>> start SOURCE RECORDS
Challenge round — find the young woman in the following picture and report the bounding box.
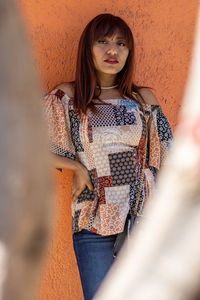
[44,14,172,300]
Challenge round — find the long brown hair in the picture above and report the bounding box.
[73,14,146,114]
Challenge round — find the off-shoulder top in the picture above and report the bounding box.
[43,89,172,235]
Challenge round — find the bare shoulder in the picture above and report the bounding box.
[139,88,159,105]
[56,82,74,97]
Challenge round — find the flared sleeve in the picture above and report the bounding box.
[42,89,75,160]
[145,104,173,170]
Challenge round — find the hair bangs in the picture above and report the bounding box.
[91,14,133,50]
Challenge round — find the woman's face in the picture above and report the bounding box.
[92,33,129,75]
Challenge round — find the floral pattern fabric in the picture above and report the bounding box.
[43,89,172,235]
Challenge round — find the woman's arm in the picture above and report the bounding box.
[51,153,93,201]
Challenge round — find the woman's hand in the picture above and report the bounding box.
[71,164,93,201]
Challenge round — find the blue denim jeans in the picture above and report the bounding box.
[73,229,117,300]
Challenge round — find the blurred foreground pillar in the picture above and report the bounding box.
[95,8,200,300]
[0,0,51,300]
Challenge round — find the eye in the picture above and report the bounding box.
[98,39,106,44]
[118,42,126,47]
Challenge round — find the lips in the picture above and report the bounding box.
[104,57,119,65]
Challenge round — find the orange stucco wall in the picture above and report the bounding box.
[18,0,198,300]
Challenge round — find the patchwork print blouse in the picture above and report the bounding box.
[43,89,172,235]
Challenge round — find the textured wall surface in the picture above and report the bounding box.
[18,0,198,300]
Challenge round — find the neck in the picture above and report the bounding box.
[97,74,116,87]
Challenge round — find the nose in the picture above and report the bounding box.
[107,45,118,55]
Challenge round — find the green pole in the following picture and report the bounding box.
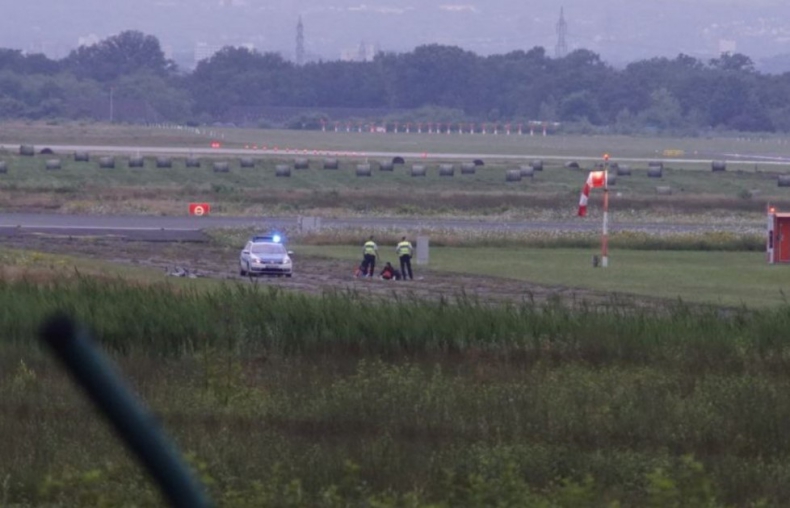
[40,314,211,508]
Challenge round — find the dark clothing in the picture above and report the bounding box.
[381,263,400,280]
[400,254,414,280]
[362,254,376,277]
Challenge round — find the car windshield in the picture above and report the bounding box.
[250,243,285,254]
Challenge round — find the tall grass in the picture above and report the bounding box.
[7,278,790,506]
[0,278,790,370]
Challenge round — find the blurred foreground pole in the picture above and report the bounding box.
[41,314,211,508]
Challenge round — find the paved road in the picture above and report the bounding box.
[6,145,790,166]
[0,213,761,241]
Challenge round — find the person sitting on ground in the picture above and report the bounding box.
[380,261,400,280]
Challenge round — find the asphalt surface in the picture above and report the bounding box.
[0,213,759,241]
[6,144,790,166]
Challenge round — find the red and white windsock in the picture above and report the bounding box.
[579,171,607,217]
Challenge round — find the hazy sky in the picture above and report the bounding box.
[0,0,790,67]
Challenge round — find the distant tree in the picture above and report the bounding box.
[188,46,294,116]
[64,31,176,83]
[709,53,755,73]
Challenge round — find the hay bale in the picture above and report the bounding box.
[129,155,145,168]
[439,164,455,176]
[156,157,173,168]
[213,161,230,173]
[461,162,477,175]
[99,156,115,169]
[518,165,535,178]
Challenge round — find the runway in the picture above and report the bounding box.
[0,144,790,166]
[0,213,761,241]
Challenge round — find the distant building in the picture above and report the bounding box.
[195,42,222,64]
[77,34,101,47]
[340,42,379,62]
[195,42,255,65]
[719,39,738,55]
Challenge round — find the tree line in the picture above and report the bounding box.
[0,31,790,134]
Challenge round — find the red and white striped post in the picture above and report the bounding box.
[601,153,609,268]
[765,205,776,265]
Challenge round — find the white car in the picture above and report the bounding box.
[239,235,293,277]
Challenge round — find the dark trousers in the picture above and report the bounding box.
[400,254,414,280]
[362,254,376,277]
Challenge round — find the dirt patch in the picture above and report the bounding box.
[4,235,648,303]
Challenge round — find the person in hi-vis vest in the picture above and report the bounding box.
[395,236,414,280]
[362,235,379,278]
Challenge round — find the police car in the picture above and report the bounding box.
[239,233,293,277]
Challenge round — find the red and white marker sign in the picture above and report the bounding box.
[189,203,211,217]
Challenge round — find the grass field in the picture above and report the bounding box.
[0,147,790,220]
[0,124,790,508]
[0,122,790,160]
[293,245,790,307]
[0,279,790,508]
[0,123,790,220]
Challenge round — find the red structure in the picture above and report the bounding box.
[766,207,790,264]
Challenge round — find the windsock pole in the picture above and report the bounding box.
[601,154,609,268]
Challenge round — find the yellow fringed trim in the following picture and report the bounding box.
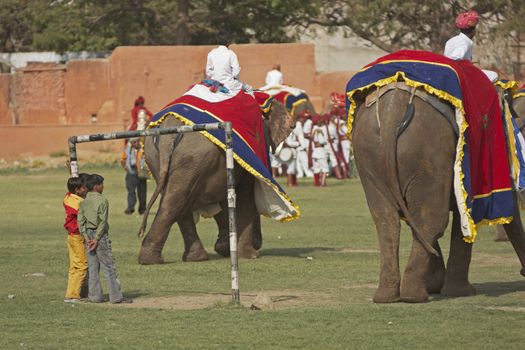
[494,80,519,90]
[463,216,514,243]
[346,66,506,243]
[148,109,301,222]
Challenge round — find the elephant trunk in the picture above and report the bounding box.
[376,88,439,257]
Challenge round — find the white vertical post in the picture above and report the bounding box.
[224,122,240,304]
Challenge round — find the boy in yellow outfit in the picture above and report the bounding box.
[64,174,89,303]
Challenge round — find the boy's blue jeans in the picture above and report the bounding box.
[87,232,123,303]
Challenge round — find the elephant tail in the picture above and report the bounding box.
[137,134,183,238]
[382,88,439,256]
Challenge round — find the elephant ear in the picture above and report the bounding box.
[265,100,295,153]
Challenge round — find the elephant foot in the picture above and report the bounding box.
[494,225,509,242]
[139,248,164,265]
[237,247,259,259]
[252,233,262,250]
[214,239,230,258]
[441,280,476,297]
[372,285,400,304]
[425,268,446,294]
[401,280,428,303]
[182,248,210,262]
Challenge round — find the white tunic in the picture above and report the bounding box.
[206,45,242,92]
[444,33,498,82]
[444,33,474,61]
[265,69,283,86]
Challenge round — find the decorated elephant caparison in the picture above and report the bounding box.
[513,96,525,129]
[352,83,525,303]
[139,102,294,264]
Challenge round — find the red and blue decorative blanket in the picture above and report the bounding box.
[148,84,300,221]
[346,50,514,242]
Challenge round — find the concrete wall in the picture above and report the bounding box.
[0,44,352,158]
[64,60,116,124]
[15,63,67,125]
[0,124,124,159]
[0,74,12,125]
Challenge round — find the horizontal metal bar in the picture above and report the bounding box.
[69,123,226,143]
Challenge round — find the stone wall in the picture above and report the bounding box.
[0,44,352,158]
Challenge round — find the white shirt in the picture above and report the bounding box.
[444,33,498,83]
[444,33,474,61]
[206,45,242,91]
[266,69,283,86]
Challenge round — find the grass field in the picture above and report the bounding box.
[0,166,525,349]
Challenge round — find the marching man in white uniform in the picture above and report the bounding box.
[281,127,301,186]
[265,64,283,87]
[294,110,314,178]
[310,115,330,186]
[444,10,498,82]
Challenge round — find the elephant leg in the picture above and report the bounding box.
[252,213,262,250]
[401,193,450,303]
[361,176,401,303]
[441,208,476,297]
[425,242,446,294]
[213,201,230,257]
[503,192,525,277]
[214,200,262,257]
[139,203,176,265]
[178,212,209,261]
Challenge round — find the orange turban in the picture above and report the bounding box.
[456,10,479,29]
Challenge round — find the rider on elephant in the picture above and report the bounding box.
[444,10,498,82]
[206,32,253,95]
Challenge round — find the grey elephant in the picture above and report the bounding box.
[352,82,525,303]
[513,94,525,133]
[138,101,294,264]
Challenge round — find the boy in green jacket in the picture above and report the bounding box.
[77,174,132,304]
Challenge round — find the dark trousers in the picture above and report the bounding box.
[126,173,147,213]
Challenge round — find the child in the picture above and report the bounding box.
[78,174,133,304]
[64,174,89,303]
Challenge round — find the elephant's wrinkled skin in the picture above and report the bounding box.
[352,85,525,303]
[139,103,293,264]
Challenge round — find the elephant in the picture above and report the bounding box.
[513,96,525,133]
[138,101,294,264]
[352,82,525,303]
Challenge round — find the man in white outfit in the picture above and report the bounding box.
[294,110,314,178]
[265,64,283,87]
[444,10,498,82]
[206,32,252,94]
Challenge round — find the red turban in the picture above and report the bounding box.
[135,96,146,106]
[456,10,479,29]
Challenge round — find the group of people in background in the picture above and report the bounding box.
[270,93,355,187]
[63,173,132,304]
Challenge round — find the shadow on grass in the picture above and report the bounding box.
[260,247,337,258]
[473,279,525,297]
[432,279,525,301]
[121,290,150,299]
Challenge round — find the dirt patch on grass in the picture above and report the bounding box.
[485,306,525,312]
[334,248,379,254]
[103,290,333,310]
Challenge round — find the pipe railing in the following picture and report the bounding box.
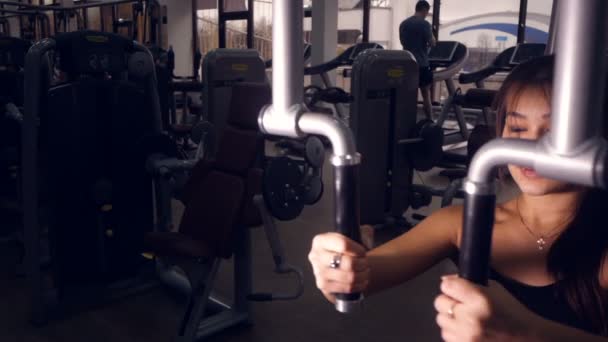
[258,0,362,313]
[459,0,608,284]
>> end SOURCE RECORDS
Copy out, word for word, the part of the items above that opens with the line containing "Challenge round — find the boy's" and closes with the line containing "[265,100,295,153]", both of those lines included.

Challenge round — find the boy's blue jeans in the picture above and report the bounding box.
[87,232,123,303]
Challenge round — find the elephant tail in the picture above and report the bounding box.
[137,134,183,238]
[382,88,439,256]
Challenge round — find the elephant ear in the picture above and report the bounding box.
[265,100,295,153]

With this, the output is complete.